**REQUIREMENT A:**
List every line of the records below that contains the word "rattan", treating uppercase and lowercase letters as different.

-- READING TEXT start --

Wegmans supermarket remained open after the storm, using generator power to prepare hot food, to bake bread and pastries and to welcome one and all to use their Wi-Fi, to charge phones and laptops – and to get warm.
The worst: fights in stores over limited supplies of batteries, fights at long gas lines – so many of our stations were closed, either because they had run out of gas or because they had no power for the pumps – looting in some areas, dangerous cowboy driving because traffic lights were out. Power has been coming back, slowly, but not here in Interlaken. This town of 400 homes is a low priority for JCP&L, which is necessarily focusing on bigger towns and commercial areas.
Traffic on the Turnpike and Parkway has been bad, even on the weekend, as New Jersey Transit train service to and from NYC is suspended, the tracks badly damaged, with no estimate of when service on the New Jersey Coast Line will be restored. The traffic problem is compounded by the long lines for gas along both major roadways.
Anyone planning to travel to the Shore, perhaps to check on relatives and friends should be prepared for a long and possibly difficult trip. Drivers should fill their tanks before they leave, as gas is rationed, with purchases allowed on odd or even days, determined by the odd or even final numbers on license plates. (Vanity plates are odd, so are plates that have no numbers.) Some roads are still closed or only partly open.
Traffic will be heavy as residents try to get back to work. There is no train service to the Shore. Academy busses are operating between NYC and some Shore towns, though some busses will be rerouted due to storm damage. Check www.academybus.com for schedules (such as they are) and routes. Be aware that a curfew is in effect in all the coastal Monmouth County towns, with non-essential travel banned between 6 p.m. and 6 a.m.
Tonight, when temperatures drop to the 20s, we will pile mattresses on the living room floor and sleep in front of the fireplace, and hope that pipes will not freeze or burst. Thanks to a kind neighbor’s donation of firewood, we will keep a fire going through the night. On Tuesday we will vote, using paper ballots if necessary.
And then we will pray that the Nor’easter that’s headed our way will not flood any more homes, will not knock down any more trees or power lines, will not batter people and places that are already down for the count.

-- READING TEXT end --
-- RECORDS TO PROCESS start --

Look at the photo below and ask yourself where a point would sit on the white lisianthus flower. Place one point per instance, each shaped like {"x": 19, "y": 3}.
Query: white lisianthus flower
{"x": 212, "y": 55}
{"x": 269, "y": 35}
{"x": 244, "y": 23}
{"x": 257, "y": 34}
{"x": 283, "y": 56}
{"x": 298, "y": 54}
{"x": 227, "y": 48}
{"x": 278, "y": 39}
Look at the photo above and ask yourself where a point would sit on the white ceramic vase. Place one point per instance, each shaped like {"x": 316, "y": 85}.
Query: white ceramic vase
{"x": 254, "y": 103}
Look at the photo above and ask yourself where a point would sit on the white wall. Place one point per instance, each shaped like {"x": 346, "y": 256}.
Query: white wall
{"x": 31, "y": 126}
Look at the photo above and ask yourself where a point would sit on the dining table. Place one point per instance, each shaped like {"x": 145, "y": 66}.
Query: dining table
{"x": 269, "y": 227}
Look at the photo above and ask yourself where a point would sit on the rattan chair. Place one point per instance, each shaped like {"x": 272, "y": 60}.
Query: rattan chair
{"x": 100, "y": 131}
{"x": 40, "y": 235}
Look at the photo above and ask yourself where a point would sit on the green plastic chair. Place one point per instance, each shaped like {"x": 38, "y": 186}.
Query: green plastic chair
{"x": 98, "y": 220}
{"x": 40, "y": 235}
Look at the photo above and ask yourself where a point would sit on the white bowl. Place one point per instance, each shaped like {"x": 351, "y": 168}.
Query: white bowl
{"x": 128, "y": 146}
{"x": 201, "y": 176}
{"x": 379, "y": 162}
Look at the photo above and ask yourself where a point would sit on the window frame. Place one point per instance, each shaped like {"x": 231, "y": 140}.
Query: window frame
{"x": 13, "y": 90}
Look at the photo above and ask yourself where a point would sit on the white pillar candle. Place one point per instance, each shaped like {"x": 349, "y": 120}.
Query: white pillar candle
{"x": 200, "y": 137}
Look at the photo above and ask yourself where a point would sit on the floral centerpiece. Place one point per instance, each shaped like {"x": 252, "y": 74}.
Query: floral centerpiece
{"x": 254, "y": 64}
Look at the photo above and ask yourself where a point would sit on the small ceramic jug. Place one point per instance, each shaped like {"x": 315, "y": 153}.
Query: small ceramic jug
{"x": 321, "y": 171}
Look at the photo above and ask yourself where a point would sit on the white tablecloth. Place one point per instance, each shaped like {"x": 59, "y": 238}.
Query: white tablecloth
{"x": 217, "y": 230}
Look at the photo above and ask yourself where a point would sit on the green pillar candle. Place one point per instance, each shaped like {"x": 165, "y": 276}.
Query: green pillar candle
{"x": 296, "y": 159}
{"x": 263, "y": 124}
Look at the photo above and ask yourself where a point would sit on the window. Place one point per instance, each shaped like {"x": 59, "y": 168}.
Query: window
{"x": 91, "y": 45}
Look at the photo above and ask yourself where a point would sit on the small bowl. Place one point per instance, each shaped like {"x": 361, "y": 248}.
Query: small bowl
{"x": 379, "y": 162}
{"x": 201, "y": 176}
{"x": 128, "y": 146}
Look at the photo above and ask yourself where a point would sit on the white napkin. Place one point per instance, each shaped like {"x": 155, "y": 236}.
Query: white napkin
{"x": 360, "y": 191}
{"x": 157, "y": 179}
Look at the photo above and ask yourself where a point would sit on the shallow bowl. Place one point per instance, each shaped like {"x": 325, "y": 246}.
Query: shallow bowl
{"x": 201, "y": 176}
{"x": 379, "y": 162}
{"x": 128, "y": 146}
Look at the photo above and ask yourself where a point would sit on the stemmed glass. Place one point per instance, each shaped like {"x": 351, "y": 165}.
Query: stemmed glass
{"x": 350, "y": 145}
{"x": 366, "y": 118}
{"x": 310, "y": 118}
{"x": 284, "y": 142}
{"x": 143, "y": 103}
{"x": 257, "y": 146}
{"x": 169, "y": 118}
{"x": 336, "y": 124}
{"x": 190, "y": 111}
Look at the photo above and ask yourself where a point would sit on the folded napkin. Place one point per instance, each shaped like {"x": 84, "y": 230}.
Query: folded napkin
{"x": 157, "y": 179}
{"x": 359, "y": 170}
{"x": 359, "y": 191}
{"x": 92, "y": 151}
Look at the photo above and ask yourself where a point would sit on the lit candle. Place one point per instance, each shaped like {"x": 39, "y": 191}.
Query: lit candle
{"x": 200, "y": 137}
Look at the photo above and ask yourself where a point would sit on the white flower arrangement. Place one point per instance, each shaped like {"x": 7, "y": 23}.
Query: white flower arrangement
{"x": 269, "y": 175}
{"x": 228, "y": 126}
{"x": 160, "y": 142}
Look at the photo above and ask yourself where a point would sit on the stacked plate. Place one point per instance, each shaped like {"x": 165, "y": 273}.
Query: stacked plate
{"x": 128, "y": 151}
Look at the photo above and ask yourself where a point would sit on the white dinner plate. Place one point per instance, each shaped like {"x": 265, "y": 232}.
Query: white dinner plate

-- RECORDS TO PROCESS end --

**REQUIREMENT B:**
Copy the full storm account above word for word.

**COMPLETE ANSWER A:**
Look at the photo above and ask yourself where a point would sit on the rattan chair. Place one point per instance, each shaped like {"x": 272, "y": 60}.
Query: rattan chair

**COMPLETE ANSWER B:**
Wegmans supermarket remained open after the storm, using generator power to prepare hot food, to bake bread and pastries and to welcome one and all to use their Wi-Fi, to charge phones and laptops – and to get warm.
The worst: fights in stores over limited supplies of batteries, fights at long gas lines – so many of our stations were closed, either because they had run out of gas or because they had no power for the pumps – looting in some areas, dangerous cowboy driving because traffic lights were out. Power has been coming back, slowly, but not here in Interlaken. This town of 400 homes is a low priority for JCP&L, which is necessarily focusing on bigger towns and commercial areas.
Traffic on the Turnpike and Parkway has been bad, even on the weekend, as New Jersey Transit train service to and from NYC is suspended, the tracks badly damaged, with no estimate of when service on the New Jersey Coast Line will be restored. The traffic problem is compounded by the long lines for gas along both major roadways.
Anyone planning to travel to the Shore, perhaps to check on relatives and friends should be prepared for a long and possibly difficult trip. Drivers should fill their tanks before they leave, as gas is rationed, with purchases allowed on odd or even days, determined by the odd or even final numbers on license plates. (Vanity plates are odd, so are plates that have no numbers.) Some roads are still closed or only partly open.
Traffic will be heavy as residents try to get back to work. There is no train service to the Shore. Academy busses are operating between NYC and some Shore towns, though some busses will be rerouted due to storm damage. Check www.academybus.com for schedules (such as they are) and routes. Be aware that a curfew is in effect in all the coastal Monmouth County towns, with non-essential travel banned between 6 p.m. and 6 a.m.
Tonight, when temperatures drop to the 20s, we will pile mattresses on the living room floor and sleep in front of the fireplace, and hope that pipes will not freeze or burst. Thanks to a kind neighbor’s donation of firewood, we will keep a fire going through the night. On Tuesday we will vote, using paper ballots if necessary.
And then we will pray that the Nor’easter that’s headed our way will not flood any more homes, will not knock down any more trees or power lines, will not batter people and places that are already down for the count.